━━ Passage provided
In addition to reduced sensitivity to satiety signalling^[27], it has been shown that individuals with obesity also demonstrate pronounced motivation for highly palatable food^[28]. Researchers have suggested the increased motivation (or, ‘wanting’) for highly palatable foods sets off a motivational cascade that works like a vicious cycle, as physiological hunger signals (such as satiety) are compromised in those who struggle to maintain a lean body weight. Together, these features contribute to the biopsychological loop that that sustains both motivation for unhealthy foods, in addition to the ability to overeat more of them.

An extreme version of the way increased reward sensitivity and satiety insensitivity contribute towards weight gain can be viewed in those who suffer from a condition known as Prader-Willi Syndrome (PWS). PWS is a genetic disorder, characterized by extreme overeating (hyperphagia), intellectual impairment, and obesity. Left untreated, PWS will contribute to morbid obesity, and has served as a model for studying the brain and obesity. In brain imaging studies, researchers have found individuals who suffer PWS show increased activation^[29] in regions in the brain associated with food wanting (the limbic region, including nucleus accumbens and amygdala), and decreased activation^[29] in areas affiliated with inhibitory responses (such as the orbital and prefrontal cortices). The increased activation from the limbic region paired with muted activation of the frontal regions has been described as ‘bottom-up processing’. The opposite would be ‘top-down’ processing whereby the individual exercises appropriate inhibitory control of eating motivation and decisions. In addition to the tendency towards bottom-up processing, individuals with PWS have been shown to have higher fasting ghrelin^[30]. The combination between increased gut hormones that would extend eating episodes, paired with the tendency towards bottom-up processing, describes the foundation for overeating behavior.

Q. Have researchers ranked foods according to how satiating they are?

Yes. Significant research has been devoted to underpinning a foods capacity for satiety. The satiety index^[31] was originally created to compare a list of common foods to white bread (bread served as the reference point), with researchers categorizing foods based not only on their macronutrient components, but also hedonic and nutritional properties as well. In the original investigation, researchers created six categories (fruits, bakery products, snack foods, carbohydrate-rich foods, protein-rich foods, breakfast cereals) However, more recently, mapping satiety has become a focus within obesity and eating behavior research, and this original model has been expanded^[32]. In line with the study under review, more satiating foods tend to have low caloric density. Also, lower fat percentage, higher protein percentage, and fiber content is correlated with a food being more satiating. In addition to food’s physical properties, this more recent satiety model also found that some psychological variables play a role in perceived satiation, including cost of the food and how healthy the food is perceived to be.
━━━━
━━ Listed entries
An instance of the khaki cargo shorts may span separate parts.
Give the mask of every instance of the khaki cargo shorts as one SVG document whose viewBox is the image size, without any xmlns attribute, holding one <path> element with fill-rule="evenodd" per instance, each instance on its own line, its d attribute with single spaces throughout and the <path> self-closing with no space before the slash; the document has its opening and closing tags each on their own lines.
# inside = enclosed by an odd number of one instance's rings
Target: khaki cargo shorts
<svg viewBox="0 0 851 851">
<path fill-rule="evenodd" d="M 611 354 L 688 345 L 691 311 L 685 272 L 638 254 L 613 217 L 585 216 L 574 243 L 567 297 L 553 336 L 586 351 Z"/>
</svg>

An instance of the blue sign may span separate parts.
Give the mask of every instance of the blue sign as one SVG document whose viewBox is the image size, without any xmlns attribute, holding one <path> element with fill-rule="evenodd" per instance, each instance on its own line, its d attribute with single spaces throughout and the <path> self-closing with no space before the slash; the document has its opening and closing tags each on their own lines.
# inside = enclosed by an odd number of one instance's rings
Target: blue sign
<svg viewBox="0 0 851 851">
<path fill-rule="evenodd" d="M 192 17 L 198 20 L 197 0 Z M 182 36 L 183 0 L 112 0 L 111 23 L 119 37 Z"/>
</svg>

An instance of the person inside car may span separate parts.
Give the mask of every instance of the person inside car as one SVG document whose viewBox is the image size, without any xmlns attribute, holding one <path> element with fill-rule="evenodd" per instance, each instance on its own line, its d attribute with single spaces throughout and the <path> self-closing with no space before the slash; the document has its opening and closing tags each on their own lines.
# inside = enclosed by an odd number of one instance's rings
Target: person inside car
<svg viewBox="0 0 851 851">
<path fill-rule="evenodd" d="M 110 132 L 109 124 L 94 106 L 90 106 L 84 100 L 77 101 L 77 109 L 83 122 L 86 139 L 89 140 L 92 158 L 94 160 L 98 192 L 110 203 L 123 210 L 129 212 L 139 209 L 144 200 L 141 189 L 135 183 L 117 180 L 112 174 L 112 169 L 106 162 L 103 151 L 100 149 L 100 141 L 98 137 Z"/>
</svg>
━━━━
| What the task asks |
Update the passage on satiety and obesity from "In addition to reduced" up to and including "more of them.", putting "feedback loop" in place of "vicious cycle".

| Written response |
In addition to reduced sensitivity to satiety signalling^[27], it has been shown that individuals with obesity also demonstrate pronounced motivation for highly palatable food^[28]. Researchers have suggested the increased motivation (or, ‘wanting’) for highly palatable foods sets off a motivational cascade that works like a feedback loop, as physiological hunger signals (such as satiety) are compromised in those who struggle to maintain a lean body weight. Together, these features contribute to the biopsychological loop that that sustains both motivation for unhealthy foods, in addition to the ability to overeat more of them.